• _Listed entries_:
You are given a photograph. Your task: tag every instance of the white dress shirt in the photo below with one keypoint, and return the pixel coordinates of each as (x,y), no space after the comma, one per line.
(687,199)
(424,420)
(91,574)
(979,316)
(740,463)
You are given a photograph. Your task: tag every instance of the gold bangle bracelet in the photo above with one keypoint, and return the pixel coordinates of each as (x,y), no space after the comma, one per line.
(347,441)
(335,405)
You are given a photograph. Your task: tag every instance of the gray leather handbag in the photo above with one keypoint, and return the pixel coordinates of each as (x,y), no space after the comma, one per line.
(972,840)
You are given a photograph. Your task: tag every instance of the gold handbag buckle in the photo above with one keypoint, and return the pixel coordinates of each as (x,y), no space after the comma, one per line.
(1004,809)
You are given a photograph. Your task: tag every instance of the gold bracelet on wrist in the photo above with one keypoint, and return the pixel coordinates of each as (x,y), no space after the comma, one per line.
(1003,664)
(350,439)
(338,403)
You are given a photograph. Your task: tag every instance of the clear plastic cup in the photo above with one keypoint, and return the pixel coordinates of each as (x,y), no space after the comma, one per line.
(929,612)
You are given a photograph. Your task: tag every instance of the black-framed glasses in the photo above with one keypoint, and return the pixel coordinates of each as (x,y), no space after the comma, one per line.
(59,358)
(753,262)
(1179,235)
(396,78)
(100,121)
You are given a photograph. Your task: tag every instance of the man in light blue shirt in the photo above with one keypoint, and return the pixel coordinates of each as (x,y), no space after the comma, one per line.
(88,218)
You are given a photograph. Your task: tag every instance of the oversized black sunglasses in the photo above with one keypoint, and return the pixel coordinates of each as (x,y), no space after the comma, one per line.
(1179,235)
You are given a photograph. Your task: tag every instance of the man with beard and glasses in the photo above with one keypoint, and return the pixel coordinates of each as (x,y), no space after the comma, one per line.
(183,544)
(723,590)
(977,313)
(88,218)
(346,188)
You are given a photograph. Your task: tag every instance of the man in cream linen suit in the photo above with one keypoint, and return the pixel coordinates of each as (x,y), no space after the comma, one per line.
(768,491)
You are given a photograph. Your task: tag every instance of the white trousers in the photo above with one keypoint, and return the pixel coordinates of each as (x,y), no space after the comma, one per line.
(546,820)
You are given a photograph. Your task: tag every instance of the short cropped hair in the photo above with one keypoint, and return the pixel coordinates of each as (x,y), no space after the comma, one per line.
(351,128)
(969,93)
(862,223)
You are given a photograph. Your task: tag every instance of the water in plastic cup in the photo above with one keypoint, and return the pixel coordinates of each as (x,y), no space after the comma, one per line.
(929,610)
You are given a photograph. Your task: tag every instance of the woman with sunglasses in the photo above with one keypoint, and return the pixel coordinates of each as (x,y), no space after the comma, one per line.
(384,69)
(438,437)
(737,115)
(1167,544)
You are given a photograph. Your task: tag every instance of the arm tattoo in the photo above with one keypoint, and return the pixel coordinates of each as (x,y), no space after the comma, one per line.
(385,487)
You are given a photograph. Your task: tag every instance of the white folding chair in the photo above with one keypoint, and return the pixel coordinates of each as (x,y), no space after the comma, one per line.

• _What is needed_: Every entry should be output exactly as written, please.

• _Result for this exercise_:
You are given a photograph. Your task: tag every instance of the white dress shirt in the photo below with one keypoint, and return the pixel coordinates of each as (x,y), no space after the comma, one per line.
(687,199)
(424,420)
(91,574)
(979,316)
(740,463)
You are given a photograph. Your task: tag every instance of the gold bangle bracelet in the photo above with one keypoint, and return the pixel coordinates of each as (x,y), no space after the comma, one per line.
(347,441)
(335,405)
You are given a photograph. Your task: tag every instance of the gray leather handbag in the photo above with one keypoint, and return the pixel coordinates of each as (x,y), no space after the comma, one per line.
(972,840)
You are given a photograph. Your task: tag every instance of the gold handbag buckle in the photo above with one keypoint, and return the pixel coordinates of each as (x,y), no space after the comma, one per line.
(1004,809)
You are given a photograph. Your task: tag every instance of the gold bracelet on wrist in the photo above with one keypoint, and return the pixel coordinates of each as (x,y), no space after the comma, one per line.
(1003,664)
(350,439)
(338,403)
You are given a photograph. Your task: tag every instance of the clear plastic cup in the photo above with one keypoint, and return the pixel coordinates of each as (x,y), no space after the comma, one per line.
(929,612)
You are given a photograph. Your task: tag every instance of the black-framed glasses in the photo above with one keypoint, and return the pixel coordinates of each as (x,y), no space after the comma, one per line.
(59,358)
(753,262)
(1179,235)
(396,78)
(100,121)
You are given a photograph. Your task: tag every instance of the man in light blue shirt in the photo above with one keypoint, and return the pixel coordinates of each as (x,y), no space after the comma, one per line.
(88,218)
You are given a photograph. Your task: tag every instance of the oversized black sunglasses in the photo above with one keypoint, and return the pixel coordinates of each as (x,y), no space after the comma, one per line.
(1179,235)
You are given a photograph. Your task: tag every instance of the man with beard and glasses in the photo above with one keypoint, and return the pixel coordinates of each as (x,y), no space after the comma, one per line.
(183,544)
(723,590)
(977,313)
(88,218)
(346,188)
You are given a photograph. Your task: tag every instance of the man in cream linen suit in the photo above with one keypoint, and return the pixel coordinates of each as (x,y), no space after the comma, one per line.
(768,491)
You are given a photograph. Your task: tag every instance of the white trousers in the photo above with one keypoint, and return the pixel coordinates of each as (x,y), no space after the comma, one per line.
(546,820)
You are given a photograph. Your task: tag every instance of the short cropped hair in the photo above with one keypoint, and return the pixel coordinates of each as (x,y), no space after the comma, one per line.
(351,128)
(969,93)
(862,223)
You are given a photograph. Your task: tag every instance of the water in plastic cup in the photo above with one keypoint, and return the pixel coordinates of each as (x,y), no space after the comma, one per line.
(929,610)
You are given a photograph. Your task: tag every instance of the woman with sunglasses in the photo above with one keypoint, and return the pixel coordinates of each as (x,y), no space after the comma, one per line.
(384,69)
(438,437)
(737,115)
(1167,544)
You are given a photograph. Your task: tag every instance of the arm tattoo in the photo above with one keypoint, and return the pixel coordinates of each as (x,y), no space after the comma, one per line.
(385,487)
You are given a photograph. Your task: tag every instance of the white folding chair in the photo above with one keypoint, and return the pixel coordinates of each as (x,y), no space after the comma, one per line.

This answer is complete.